- **EXERCISE OBJECTIVE**: Which lines in the entries below contain the word "wearing"? Pull out each of those lines and copy it.

* Start SOURCE RECORDS *

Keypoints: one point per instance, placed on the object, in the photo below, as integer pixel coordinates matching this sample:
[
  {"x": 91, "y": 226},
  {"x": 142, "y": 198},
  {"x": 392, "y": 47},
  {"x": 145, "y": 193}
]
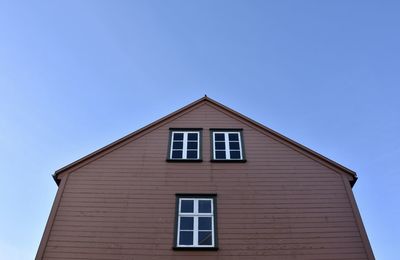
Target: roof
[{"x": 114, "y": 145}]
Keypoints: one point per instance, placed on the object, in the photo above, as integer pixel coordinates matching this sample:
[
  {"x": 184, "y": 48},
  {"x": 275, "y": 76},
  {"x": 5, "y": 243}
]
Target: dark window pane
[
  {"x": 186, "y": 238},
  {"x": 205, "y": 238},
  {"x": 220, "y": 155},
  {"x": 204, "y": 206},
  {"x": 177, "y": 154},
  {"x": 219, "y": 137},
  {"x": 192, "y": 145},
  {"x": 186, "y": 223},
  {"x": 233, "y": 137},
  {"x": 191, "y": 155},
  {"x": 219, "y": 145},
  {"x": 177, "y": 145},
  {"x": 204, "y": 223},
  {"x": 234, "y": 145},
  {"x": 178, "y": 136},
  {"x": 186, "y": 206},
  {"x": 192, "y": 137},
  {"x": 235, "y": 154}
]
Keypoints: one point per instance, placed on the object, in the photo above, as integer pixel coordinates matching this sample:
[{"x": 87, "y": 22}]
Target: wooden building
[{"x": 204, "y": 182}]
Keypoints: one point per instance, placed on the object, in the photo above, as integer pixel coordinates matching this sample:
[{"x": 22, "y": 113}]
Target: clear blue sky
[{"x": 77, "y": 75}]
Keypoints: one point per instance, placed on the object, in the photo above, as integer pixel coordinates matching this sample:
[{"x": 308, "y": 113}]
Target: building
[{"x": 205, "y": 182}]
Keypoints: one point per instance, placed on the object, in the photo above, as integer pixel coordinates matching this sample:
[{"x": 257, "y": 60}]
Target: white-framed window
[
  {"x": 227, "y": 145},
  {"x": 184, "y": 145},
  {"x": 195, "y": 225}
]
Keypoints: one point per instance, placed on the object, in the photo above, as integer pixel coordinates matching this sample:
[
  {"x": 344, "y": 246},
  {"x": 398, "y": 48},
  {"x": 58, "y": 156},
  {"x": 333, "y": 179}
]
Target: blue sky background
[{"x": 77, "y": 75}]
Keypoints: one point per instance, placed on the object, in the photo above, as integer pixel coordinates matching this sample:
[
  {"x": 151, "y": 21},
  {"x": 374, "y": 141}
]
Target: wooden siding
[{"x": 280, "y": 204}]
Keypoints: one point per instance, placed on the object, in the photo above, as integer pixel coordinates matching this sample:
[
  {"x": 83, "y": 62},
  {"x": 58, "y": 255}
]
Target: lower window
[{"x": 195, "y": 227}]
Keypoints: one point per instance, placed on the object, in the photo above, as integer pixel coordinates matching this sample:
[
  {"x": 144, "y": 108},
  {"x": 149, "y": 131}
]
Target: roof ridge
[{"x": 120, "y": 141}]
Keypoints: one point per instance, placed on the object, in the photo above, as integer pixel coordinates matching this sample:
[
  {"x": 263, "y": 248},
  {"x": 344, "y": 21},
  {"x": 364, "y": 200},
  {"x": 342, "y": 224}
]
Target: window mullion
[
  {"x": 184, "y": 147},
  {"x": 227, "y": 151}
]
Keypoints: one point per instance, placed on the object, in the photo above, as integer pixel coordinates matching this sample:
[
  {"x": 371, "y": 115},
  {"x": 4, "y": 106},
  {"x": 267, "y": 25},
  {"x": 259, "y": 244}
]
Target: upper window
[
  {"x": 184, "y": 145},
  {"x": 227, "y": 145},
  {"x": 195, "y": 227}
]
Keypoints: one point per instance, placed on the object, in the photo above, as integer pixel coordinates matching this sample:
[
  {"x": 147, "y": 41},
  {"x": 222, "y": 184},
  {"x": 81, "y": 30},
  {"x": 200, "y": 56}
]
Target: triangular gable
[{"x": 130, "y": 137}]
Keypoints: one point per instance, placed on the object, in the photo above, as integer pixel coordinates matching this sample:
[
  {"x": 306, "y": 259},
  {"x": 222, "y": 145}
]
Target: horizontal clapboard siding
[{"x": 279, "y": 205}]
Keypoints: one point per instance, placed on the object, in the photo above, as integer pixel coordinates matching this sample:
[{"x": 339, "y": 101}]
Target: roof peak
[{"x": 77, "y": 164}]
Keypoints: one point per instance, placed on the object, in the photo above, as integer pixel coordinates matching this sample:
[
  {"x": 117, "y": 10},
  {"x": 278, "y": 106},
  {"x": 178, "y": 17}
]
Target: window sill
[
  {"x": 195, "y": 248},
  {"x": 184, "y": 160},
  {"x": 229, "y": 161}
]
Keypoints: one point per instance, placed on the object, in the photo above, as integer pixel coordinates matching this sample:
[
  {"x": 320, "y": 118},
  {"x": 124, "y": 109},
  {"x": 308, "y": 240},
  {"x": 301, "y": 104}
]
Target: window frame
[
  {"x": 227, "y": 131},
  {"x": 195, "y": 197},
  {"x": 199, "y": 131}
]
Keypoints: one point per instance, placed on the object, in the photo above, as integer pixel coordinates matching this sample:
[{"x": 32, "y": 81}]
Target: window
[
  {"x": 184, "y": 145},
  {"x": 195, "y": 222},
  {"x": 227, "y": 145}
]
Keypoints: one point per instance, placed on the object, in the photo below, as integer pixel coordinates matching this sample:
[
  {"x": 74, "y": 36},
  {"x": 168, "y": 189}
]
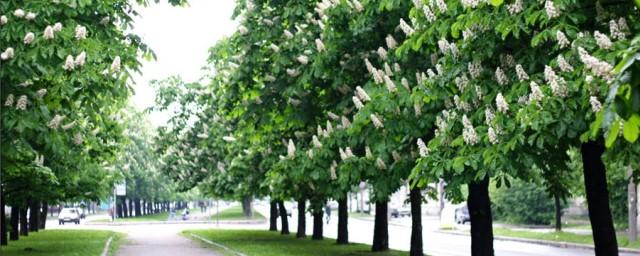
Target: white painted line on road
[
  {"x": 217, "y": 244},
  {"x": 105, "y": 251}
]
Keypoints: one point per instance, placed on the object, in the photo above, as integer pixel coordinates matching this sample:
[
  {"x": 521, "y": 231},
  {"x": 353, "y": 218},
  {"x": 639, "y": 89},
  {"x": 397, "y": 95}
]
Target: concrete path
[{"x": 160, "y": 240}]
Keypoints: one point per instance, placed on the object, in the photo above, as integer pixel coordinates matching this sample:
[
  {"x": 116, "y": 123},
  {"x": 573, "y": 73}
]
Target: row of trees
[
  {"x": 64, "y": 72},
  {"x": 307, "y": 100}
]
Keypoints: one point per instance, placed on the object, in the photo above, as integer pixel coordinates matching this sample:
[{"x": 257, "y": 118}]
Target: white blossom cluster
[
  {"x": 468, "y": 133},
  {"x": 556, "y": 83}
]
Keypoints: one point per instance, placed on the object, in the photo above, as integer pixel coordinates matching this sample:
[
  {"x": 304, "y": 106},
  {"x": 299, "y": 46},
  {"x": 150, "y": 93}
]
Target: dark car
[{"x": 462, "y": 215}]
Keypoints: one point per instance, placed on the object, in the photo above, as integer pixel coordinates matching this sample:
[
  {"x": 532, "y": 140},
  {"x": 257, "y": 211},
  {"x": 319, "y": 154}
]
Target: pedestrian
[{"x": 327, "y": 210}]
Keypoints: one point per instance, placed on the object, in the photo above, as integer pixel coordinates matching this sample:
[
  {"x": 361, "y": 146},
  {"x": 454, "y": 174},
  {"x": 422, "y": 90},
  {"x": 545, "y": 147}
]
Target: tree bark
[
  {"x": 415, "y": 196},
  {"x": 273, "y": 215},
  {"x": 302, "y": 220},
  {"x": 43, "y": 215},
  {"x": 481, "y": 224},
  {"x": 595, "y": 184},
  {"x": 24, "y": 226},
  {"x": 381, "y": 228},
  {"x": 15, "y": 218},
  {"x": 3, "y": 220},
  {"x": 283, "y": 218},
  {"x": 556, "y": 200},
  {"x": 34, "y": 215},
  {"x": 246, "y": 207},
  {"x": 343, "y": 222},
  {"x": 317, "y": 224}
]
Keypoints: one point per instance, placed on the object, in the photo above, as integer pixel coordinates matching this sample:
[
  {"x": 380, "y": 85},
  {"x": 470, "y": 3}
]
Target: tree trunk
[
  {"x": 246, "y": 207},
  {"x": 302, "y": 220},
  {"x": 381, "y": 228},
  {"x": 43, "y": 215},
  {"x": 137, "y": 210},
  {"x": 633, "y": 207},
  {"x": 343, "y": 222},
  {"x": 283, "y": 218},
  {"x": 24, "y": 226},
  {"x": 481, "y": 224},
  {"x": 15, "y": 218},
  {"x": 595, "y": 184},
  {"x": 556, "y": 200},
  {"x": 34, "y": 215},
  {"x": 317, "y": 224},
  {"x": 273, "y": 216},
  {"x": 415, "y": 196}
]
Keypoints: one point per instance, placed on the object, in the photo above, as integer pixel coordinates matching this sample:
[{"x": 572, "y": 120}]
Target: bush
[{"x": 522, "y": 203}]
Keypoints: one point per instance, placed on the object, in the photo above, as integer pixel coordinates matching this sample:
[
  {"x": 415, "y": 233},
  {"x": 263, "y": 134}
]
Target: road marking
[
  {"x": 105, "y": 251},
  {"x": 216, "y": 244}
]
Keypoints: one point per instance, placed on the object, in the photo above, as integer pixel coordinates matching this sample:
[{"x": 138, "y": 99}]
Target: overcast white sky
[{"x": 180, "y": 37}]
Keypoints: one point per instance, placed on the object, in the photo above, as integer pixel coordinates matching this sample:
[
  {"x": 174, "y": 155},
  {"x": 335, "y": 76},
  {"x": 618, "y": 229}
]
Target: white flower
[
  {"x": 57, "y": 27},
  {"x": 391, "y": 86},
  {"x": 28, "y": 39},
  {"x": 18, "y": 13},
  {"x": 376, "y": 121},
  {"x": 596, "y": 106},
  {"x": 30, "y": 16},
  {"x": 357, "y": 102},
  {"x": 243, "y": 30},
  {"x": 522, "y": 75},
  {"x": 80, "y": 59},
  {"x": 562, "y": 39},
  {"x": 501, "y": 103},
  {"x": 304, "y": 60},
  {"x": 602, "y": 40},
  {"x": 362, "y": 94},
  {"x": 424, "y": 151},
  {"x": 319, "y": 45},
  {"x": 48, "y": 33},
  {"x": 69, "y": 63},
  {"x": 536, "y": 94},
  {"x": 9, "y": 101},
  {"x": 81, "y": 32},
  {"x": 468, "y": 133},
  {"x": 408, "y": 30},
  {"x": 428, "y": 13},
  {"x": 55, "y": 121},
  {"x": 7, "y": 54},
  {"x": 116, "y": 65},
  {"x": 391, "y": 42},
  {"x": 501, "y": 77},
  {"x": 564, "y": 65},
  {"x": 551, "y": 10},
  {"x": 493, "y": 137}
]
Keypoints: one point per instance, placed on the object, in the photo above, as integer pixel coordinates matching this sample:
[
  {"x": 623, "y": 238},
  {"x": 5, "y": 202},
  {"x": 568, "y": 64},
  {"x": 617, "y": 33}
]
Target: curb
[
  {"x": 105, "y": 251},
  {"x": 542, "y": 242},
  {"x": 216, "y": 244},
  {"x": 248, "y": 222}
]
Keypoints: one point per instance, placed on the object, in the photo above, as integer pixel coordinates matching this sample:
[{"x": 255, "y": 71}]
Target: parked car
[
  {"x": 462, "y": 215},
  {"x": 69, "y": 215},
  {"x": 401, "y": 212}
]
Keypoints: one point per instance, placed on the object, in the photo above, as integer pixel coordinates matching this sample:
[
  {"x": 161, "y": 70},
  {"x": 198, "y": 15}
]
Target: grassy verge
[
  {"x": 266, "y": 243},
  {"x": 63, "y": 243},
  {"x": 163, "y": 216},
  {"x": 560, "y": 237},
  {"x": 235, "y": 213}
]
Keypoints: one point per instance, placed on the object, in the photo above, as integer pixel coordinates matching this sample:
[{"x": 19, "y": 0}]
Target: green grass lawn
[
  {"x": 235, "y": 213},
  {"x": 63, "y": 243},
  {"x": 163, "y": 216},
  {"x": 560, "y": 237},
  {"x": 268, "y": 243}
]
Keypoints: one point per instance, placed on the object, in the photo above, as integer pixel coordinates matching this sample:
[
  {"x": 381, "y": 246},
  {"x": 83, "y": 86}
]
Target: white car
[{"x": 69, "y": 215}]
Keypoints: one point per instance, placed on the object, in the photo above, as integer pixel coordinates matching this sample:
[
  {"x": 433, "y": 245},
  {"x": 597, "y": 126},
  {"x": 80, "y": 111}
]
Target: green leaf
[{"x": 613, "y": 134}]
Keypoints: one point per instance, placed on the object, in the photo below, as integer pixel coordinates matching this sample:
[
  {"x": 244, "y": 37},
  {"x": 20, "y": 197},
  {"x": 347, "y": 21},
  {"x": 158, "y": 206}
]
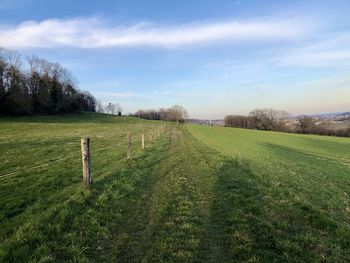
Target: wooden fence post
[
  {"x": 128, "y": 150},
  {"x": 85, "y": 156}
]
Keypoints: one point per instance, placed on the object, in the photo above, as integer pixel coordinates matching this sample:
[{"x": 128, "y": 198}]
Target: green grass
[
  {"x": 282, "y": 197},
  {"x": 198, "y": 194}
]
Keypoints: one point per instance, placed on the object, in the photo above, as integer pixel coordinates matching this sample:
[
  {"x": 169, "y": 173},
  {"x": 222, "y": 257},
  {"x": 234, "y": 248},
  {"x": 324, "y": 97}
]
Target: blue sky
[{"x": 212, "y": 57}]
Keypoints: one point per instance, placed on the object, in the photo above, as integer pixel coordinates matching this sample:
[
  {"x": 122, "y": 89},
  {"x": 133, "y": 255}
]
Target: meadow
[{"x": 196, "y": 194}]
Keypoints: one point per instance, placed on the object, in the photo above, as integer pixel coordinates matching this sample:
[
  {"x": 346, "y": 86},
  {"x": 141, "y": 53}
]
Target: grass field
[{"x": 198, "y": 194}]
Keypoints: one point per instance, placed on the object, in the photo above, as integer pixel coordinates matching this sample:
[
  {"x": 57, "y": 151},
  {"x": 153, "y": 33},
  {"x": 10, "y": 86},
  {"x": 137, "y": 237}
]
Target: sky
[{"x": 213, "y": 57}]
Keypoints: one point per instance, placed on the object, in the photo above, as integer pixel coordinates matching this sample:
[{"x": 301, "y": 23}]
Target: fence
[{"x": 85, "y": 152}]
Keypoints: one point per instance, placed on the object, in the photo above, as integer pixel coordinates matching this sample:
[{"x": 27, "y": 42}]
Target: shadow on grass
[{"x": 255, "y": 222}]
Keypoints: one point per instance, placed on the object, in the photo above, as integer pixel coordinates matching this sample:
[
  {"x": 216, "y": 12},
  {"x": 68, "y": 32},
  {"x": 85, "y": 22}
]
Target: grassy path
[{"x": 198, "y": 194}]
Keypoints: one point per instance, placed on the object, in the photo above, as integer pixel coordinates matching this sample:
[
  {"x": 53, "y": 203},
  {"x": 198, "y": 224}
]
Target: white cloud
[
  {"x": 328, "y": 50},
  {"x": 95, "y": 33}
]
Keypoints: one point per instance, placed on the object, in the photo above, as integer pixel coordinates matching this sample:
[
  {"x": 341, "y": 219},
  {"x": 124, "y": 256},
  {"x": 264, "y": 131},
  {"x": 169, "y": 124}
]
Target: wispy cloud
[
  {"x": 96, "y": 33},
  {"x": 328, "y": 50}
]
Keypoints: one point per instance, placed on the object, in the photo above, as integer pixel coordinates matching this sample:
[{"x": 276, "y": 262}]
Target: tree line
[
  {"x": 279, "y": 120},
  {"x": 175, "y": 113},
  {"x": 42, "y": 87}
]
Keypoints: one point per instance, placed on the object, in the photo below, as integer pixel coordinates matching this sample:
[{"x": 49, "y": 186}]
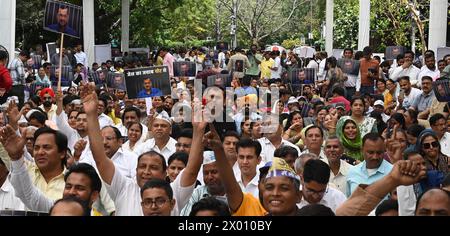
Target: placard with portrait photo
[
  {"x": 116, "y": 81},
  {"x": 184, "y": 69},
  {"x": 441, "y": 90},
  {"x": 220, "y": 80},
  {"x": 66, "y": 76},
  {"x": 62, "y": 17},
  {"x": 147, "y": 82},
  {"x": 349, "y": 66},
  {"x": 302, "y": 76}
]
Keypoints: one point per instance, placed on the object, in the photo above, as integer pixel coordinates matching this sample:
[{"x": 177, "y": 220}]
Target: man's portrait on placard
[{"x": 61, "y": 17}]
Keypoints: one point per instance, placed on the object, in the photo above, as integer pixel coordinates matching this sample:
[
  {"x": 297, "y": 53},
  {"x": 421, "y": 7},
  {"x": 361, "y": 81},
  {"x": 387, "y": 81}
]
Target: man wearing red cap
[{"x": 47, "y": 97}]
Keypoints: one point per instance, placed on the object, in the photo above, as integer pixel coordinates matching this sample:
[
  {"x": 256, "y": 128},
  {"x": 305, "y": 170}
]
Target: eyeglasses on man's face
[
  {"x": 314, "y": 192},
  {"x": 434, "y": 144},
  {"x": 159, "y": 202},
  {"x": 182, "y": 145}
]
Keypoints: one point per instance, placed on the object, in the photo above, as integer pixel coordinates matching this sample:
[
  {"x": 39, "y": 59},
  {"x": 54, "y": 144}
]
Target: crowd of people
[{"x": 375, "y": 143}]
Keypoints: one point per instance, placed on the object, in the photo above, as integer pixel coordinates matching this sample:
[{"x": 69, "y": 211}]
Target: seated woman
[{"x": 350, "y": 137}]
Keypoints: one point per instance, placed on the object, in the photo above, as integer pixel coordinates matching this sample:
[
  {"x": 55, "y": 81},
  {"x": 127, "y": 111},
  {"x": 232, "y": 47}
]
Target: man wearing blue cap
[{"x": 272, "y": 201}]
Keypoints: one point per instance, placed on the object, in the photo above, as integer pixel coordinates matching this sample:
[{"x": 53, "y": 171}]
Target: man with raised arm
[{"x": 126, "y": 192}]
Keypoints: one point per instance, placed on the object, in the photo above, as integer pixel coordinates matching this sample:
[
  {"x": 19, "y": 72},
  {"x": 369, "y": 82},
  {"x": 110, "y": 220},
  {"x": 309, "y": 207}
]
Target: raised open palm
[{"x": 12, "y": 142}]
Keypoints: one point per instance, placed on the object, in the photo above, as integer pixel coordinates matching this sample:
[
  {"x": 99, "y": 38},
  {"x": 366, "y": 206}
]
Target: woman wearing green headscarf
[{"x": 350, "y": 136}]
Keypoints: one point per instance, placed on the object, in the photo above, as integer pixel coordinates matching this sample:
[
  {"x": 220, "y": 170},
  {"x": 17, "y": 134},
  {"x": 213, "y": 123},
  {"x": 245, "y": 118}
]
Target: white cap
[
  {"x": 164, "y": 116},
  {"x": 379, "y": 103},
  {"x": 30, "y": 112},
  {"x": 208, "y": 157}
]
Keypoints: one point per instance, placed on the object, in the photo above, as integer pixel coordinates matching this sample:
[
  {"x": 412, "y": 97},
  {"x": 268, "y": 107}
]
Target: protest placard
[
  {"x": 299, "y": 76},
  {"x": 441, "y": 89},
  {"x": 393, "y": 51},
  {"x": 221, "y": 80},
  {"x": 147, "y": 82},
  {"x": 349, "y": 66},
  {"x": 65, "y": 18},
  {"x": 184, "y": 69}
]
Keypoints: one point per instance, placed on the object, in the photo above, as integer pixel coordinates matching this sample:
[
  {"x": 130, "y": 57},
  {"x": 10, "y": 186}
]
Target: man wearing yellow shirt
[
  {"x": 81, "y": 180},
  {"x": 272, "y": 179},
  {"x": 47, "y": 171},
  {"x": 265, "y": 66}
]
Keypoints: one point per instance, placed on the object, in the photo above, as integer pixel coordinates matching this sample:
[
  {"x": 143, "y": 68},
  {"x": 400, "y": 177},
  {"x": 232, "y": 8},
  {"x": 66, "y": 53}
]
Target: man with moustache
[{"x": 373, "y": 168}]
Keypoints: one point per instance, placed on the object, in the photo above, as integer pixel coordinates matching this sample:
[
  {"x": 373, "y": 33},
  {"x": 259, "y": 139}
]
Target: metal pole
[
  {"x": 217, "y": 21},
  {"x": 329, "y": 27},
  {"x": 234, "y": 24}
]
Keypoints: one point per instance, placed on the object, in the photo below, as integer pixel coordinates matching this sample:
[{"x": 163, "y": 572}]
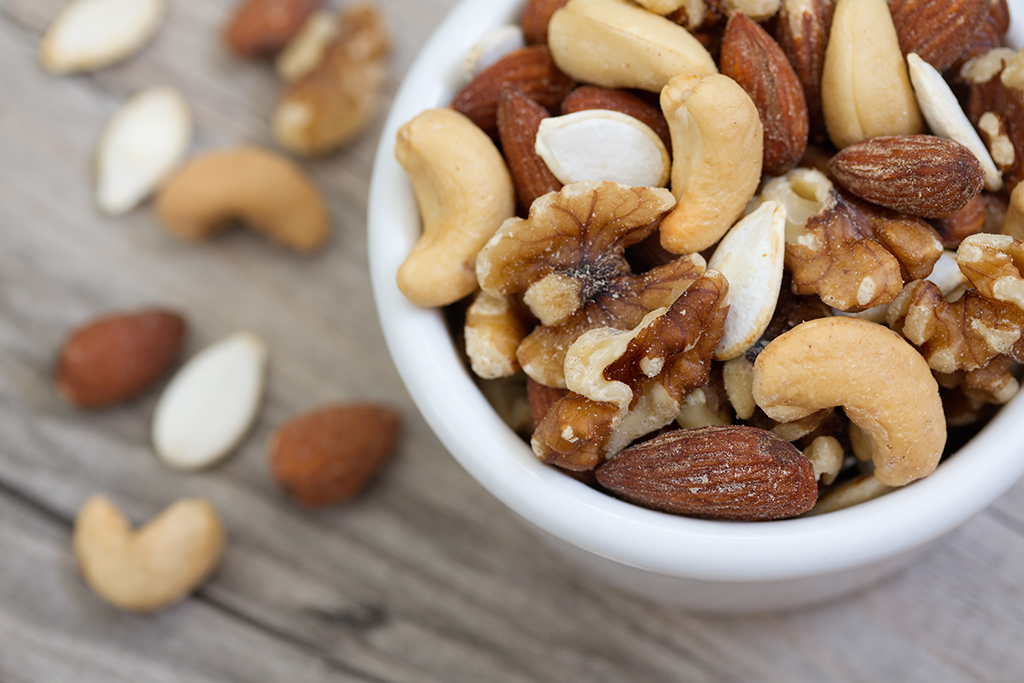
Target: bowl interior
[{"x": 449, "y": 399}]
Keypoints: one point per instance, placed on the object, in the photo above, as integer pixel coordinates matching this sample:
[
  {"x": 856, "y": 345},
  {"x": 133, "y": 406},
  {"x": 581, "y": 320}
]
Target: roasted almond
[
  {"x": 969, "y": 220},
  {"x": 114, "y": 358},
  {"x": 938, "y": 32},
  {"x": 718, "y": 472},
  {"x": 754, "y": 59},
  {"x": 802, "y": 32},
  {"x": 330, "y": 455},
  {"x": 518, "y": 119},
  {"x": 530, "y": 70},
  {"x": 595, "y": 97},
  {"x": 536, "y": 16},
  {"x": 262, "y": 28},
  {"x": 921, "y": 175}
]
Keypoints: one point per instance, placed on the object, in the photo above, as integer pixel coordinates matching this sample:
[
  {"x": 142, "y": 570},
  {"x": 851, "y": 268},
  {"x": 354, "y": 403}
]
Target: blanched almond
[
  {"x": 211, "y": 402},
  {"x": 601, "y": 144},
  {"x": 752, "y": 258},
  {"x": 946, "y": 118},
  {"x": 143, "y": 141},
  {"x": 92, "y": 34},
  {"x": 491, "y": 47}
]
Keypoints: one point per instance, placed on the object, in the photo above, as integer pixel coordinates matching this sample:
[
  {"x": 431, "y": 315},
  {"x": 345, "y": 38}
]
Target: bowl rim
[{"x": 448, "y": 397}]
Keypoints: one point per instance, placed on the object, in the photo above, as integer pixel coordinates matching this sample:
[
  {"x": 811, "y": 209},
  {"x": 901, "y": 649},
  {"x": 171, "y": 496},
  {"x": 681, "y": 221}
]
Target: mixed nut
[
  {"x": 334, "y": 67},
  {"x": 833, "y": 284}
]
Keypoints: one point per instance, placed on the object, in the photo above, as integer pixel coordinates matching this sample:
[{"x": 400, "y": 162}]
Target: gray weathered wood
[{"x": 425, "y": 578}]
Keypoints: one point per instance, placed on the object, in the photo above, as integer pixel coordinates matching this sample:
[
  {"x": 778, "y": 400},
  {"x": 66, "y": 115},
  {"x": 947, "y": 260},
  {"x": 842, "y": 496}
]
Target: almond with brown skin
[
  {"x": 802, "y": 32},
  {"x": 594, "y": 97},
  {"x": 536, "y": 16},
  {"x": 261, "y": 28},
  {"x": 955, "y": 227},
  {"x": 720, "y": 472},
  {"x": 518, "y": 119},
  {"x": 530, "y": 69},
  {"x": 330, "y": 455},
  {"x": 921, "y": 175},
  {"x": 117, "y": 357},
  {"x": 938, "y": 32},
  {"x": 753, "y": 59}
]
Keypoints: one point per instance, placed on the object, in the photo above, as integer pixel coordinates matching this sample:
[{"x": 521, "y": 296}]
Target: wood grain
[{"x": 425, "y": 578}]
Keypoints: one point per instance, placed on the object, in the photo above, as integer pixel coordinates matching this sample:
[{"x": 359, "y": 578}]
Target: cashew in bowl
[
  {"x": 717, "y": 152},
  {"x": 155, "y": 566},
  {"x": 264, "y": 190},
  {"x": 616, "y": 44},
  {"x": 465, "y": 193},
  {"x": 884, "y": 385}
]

* End SOURCE RECORDS *

- **OUTPUT FOR THIS EXERCISE**:
Target: man wearing red cap
Target: man wearing blue cap
Target: woman wearing green headscarf
Target: man wearing yellow shirt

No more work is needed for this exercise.